- [EXERCISE DESCRIPTION] Update the data below by replacing each "crop-scouting log" with "annotation log" and keeping everything else unchanged. Leave the pictures out of your answer.

- [DATA PROVIDED]
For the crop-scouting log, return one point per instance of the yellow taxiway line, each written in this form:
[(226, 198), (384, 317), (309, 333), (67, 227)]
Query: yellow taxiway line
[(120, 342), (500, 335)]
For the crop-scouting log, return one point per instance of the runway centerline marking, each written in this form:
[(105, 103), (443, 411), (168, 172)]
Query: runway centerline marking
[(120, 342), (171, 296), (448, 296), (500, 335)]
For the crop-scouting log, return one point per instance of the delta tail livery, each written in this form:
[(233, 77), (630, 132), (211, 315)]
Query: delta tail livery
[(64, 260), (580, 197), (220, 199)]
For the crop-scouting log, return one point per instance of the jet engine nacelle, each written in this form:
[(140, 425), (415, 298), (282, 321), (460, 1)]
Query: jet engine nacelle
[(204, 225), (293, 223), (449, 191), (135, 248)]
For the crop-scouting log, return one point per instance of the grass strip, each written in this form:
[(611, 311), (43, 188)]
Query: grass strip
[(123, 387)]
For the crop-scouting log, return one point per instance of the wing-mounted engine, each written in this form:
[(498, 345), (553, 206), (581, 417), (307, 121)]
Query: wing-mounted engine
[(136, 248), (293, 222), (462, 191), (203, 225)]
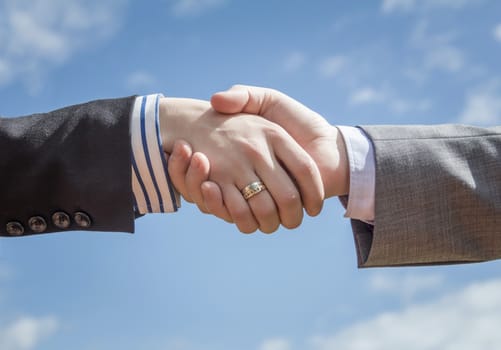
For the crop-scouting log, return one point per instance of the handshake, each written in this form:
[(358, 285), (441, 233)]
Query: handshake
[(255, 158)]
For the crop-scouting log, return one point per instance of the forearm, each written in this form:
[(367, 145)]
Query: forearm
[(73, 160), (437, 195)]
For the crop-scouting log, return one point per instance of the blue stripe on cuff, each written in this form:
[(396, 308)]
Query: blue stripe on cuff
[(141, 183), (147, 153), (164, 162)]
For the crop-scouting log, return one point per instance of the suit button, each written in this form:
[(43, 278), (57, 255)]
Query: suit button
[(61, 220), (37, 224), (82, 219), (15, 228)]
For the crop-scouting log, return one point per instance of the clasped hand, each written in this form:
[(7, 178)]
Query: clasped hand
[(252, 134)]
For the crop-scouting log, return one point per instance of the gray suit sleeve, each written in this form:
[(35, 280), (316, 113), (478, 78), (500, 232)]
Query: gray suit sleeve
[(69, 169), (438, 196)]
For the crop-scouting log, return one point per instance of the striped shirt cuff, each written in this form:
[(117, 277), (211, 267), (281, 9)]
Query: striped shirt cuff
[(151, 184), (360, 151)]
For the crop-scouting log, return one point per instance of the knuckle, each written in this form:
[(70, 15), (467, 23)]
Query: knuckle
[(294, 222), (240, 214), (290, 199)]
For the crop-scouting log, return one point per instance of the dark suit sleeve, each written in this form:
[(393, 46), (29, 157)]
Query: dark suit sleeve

- [TASK OUTPUT]
For the annotation log, return one point per instance of the yellow taxiway line, each written in this form:
[(226, 198), (384, 317), (309, 333), (67, 227)]
Query: yellow taxiway line
[(120, 342), (500, 335)]
For the annotation log, return one point per instance of the runway centerline marking, each written in this form:
[(105, 103), (443, 411), (168, 172)]
Query: runway centerline marking
[(120, 342), (171, 296), (448, 296), (500, 335)]
For the annotation log, return one point per instance of the delta tail livery, each written in this form:
[(233, 77), (630, 132), (211, 315)]
Query: delta tail livery
[(64, 260), (580, 197), (220, 199)]
For the annotation log, return one point per instance of the jet engine nacelle, each written in this form:
[(140, 425), (415, 298), (282, 321), (460, 1)]
Query: jet engine nacelle
[(204, 225), (293, 223), (449, 191), (135, 248)]
For the annotation log, return one point per instance of the grass strip, each written in this form:
[(611, 311), (43, 188)]
Query: grass strip
[(123, 387)]
For the annotation log, return one point per instance of the wing-mounted engine, each written in this form:
[(498, 345), (553, 206), (581, 417), (307, 121)]
Query: wing-mounted engine
[(136, 248), (293, 222), (462, 191), (203, 225)]
For the annotation log, return one point per instance of the handshake, each written in this form:
[(358, 285), (441, 233)]
Query: handshake
[(255, 158)]
For the annotation log, return one point per instance of the forearm, each written in this form:
[(367, 145)]
Query: forearm
[(73, 160), (437, 195)]
For the annotation log, return one point per instance of the blue stripe on cuff, each written in this form:
[(396, 308)]
Query: blue stripe on cuff
[(141, 183), (147, 153), (164, 162)]
For the annotation log, return one point per instance of the suit button, each written in this form:
[(43, 278), (57, 255)]
Query: suit button
[(61, 220), (37, 224), (82, 219), (15, 228)]
For the annotation log, return one point per instance of the clasped hand, each written in this form:
[(7, 178)]
Query: clasped hand
[(252, 134)]
For the annotation log, return one point per instance of the gray suit sleeve, each written in this form:
[(35, 280), (316, 113), (478, 78), (500, 232)]
Query: gray suit sleeve
[(69, 169), (438, 196)]
For the annotation log, return one point per instance of the striped shirt cuff, each written in this form:
[(117, 277), (211, 267), (281, 9)]
Query: striped shirt cuff
[(151, 184), (360, 151)]
For the annotation log, return one point per instance of the knuckle, each written in this form:
[(70, 15), (467, 23)]
Query: knuckle
[(294, 222), (240, 214), (290, 199)]
For the annotation log, return one point per instance of the dark suit sleeve, each written in this form:
[(393, 46), (29, 157)]
Query: dark suit sleeve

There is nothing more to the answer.